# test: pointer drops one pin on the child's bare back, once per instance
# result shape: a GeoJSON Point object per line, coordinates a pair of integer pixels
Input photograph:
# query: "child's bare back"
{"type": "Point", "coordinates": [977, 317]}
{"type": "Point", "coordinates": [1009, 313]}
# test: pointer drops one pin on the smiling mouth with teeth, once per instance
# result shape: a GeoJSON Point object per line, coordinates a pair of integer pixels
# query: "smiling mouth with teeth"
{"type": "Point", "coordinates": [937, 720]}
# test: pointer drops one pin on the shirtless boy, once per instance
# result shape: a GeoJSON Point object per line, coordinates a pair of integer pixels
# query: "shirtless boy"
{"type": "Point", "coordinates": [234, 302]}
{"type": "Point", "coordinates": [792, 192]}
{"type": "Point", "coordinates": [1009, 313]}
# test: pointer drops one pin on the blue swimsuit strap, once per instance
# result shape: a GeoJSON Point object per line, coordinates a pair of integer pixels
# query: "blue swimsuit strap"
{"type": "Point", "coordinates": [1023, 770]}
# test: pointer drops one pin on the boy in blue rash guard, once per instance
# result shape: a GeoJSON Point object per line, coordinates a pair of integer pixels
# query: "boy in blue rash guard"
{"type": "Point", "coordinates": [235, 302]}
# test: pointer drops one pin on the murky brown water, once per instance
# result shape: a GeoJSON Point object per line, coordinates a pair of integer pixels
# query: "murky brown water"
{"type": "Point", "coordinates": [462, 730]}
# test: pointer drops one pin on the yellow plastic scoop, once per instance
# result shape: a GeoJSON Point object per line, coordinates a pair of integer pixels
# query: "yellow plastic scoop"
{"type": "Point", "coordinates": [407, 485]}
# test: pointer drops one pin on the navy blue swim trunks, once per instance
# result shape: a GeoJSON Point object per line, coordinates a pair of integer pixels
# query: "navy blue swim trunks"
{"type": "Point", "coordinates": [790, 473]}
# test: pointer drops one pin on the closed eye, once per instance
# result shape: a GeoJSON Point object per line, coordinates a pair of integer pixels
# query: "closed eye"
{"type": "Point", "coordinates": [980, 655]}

....................

Rewrite the lines that begin with the one containing "# test: pointer drops one pin on the closed" and run through the end of the records, changing "closed eye" to "shut eye" and leaving everything else as it is.

# test: pointer drops one pin on the shut eye, once per instance
# result shape: a GeoJSON Point object per line, coordinates a pair of integer pixels
# query: "shut eye"
{"type": "Point", "coordinates": [980, 655]}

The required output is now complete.